● SET PROBLEM:
Update the rows below by replacing "noun phrase" with "term" everywhere it occurs, leaving everything else unchanged. Leave the pictures out of your answer.

● PROVIDED RECORDS:
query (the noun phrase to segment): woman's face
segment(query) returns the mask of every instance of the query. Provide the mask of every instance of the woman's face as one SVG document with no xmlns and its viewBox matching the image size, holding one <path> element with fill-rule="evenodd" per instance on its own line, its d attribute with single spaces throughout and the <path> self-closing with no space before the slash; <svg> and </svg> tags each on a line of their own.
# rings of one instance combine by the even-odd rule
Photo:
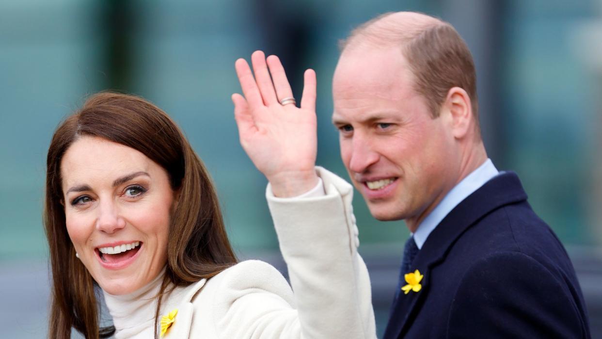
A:
<svg viewBox="0 0 602 339">
<path fill-rule="evenodd" d="M 167 263 L 174 192 L 167 172 L 140 152 L 83 137 L 61 162 L 67 231 L 106 292 L 130 293 Z"/>
</svg>

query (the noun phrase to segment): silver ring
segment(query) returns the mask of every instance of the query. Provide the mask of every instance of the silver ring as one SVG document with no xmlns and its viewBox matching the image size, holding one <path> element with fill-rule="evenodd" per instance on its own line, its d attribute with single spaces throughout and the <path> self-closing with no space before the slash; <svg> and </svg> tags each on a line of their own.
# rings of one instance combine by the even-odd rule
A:
<svg viewBox="0 0 602 339">
<path fill-rule="evenodd" d="M 280 104 L 282 106 L 285 105 L 288 105 L 288 104 L 293 104 L 293 105 L 297 105 L 297 101 L 295 100 L 294 98 L 292 96 L 289 96 L 288 98 L 285 98 L 284 99 L 280 101 Z"/>
</svg>

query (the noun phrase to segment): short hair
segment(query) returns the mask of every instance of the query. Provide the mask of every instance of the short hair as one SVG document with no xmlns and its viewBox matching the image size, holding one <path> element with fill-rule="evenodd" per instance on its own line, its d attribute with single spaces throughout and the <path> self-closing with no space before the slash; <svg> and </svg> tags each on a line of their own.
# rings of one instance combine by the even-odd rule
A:
<svg viewBox="0 0 602 339">
<path fill-rule="evenodd" d="M 439 116 L 449 90 L 463 89 L 470 97 L 478 128 L 474 63 L 466 42 L 452 25 L 423 13 L 389 12 L 358 26 L 340 45 L 343 51 L 362 43 L 400 47 L 415 77 L 414 90 L 426 99 L 433 118 Z"/>
</svg>

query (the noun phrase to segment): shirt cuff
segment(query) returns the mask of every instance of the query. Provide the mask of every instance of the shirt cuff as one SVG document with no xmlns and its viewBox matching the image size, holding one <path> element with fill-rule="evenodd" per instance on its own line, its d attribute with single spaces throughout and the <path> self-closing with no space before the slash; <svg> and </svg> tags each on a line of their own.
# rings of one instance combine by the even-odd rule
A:
<svg viewBox="0 0 602 339">
<path fill-rule="evenodd" d="M 272 190 L 272 185 L 269 182 L 267 184 L 268 191 L 272 194 L 272 196 L 274 196 L 274 192 Z M 326 192 L 324 189 L 324 182 L 322 181 L 322 178 L 318 177 L 318 183 L 313 188 L 309 190 L 309 191 L 303 193 L 300 195 L 296 196 L 288 197 L 279 197 L 278 199 L 282 199 L 286 200 L 287 199 L 303 199 L 308 197 L 317 197 L 320 196 L 324 196 L 326 195 Z"/>
</svg>

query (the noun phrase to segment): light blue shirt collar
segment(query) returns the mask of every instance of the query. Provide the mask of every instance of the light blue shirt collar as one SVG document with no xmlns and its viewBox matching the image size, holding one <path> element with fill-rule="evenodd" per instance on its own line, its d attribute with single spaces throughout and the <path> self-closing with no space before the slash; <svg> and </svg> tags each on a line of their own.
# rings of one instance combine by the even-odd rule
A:
<svg viewBox="0 0 602 339">
<path fill-rule="evenodd" d="M 435 210 L 422 220 L 414 232 L 414 241 L 416 241 L 418 248 L 422 248 L 422 245 L 424 244 L 430 232 L 458 204 L 498 174 L 499 172 L 493 165 L 491 160 L 487 159 L 479 168 L 452 188 Z"/>
</svg>

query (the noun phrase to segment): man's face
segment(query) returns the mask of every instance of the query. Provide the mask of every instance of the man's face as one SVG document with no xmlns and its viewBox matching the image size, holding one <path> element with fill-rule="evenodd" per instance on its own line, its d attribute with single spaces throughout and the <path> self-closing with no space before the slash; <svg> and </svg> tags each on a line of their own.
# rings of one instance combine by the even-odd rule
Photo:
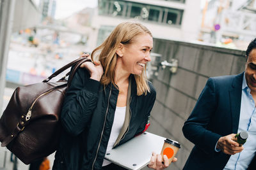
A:
<svg viewBox="0 0 256 170">
<path fill-rule="evenodd" d="M 245 79 L 251 93 L 256 94 L 256 48 L 253 49 L 247 57 Z"/>
</svg>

● RIGHT ANSWER:
query (the term to segment): woman's face
segment(query) returns the mask of every instance of the query. Provide the mask of every instance of the woman's face as one SVG document with no xmlns and its viewBox matching the image size, holding one <path> element with fill-rule="evenodd" per instance on its own line, its d attribute with single spaces throughout and the <path> self-closing with no space before the slash; <svg> and </svg> tags each on a line of their own.
# rings of one instance combine by the even-odd rule
Photo:
A:
<svg viewBox="0 0 602 339">
<path fill-rule="evenodd" d="M 167 263 L 174 192 L 167 172 L 140 152 L 83 137 L 61 162 L 67 231 L 106 292 L 130 293 Z"/>
</svg>

query (the term to segment): silver ring
segment(query) returns the mask of every instance of the query. Provide the mask of every instance of the silver ring as one SVG document with no xmlns and its viewBox matching the image size, holding one <path> element with fill-rule="evenodd" per instance on its own line, its d attribute with single spaces throughout and the <path> self-closing with no space before the slash; <svg> and </svg> tags each on a line of their own.
# rings of one instance combine by the even-odd rule
A:
<svg viewBox="0 0 602 339">
<path fill-rule="evenodd" d="M 280 104 L 282 106 L 285 105 L 288 105 L 288 104 L 293 104 L 293 105 L 297 105 L 297 101 L 295 100 L 294 98 L 292 96 L 289 96 L 288 98 L 285 98 L 284 99 L 280 101 Z"/>
</svg>

query (the term to segment): short hair
segment(query) returns the mask of every instance of the query. Provide the mask of every instance of the short hair as one SVG document with no xmlns and its viewBox matching the image size, holding one <path> element with fill-rule="evenodd" per instance on its own line, its d attribute with single spaces throughout and the <path> self-closing with no space before the slash; <svg> and </svg> tags each on a line of their own.
# rings of one instance combine by the even-odd rule
A:
<svg viewBox="0 0 602 339">
<path fill-rule="evenodd" d="M 439 116 L 449 90 L 463 89 L 470 97 L 478 128 L 474 63 L 466 42 L 452 25 L 423 13 L 389 12 L 358 26 L 340 45 L 343 51 L 362 43 L 400 47 L 415 77 L 414 90 L 426 99 L 433 118 Z"/>
</svg>

query (the term to segment): shirt cuff
segment(query) returns the mask of every instance of the query. Provide the mask of every instance of the shirt cuff as one SVG document with no xmlns and its viewBox matching the image size, holding one <path> element with fill-rule="evenodd" per instance on its own line, its d attribute with single spaces throughout and the <path> self-closing with no space before the slash; <svg> and </svg> tags each on a line of their own.
# rings of one instance combine by the even-odd rule
A:
<svg viewBox="0 0 602 339">
<path fill-rule="evenodd" d="M 272 190 L 272 185 L 269 182 L 267 184 L 268 191 L 272 194 L 272 196 L 274 196 L 274 192 Z M 326 192 L 324 189 L 324 182 L 322 181 L 322 178 L 318 177 L 318 183 L 313 188 L 309 190 L 309 191 L 303 193 L 300 195 L 296 196 L 288 197 L 279 197 L 278 199 L 282 199 L 286 200 L 287 199 L 303 199 L 308 197 L 317 197 L 320 196 L 324 196 L 326 195 Z"/>
</svg>

query (the term to segment): light blue shirt collar
segment(query) returns the mask of every instance of the query. Provide the mask of every instance of the light blue shirt collar as one SVG document with no xmlns and its viewBox matching the image size, holding one <path> element with fill-rule="evenodd" per instance on its own line, its d attribute with single spaces throughout and the <path> self-closing with no space before the slash; <svg> and </svg> tags each on a line of their own.
# rings of one instance combine by the even-odd rule
A:
<svg viewBox="0 0 602 339">
<path fill-rule="evenodd" d="M 435 210 L 422 220 L 414 232 L 414 241 L 416 241 L 418 248 L 422 248 L 422 245 L 424 244 L 430 232 L 458 204 L 498 174 L 499 172 L 493 165 L 491 160 L 487 159 L 479 168 L 452 188 Z"/>
</svg>

query (the term to segment): man's face
segment(query) returns the mask of every instance of the query. Provide the mask of every instance of the man's face as one SVG document with no xmlns and its viewBox matching the image size, holding one <path> element with fill-rule="evenodd" per instance on its own line, its d attribute with single spaces throughout and the <path> self-closing with no space before the slash; <svg> and </svg> tags each on a line of their own.
# rings of one instance combine by the even-odd rule
Photo:
A:
<svg viewBox="0 0 256 170">
<path fill-rule="evenodd" d="M 245 79 L 251 93 L 256 94 L 256 48 L 253 49 L 247 57 Z"/>
</svg>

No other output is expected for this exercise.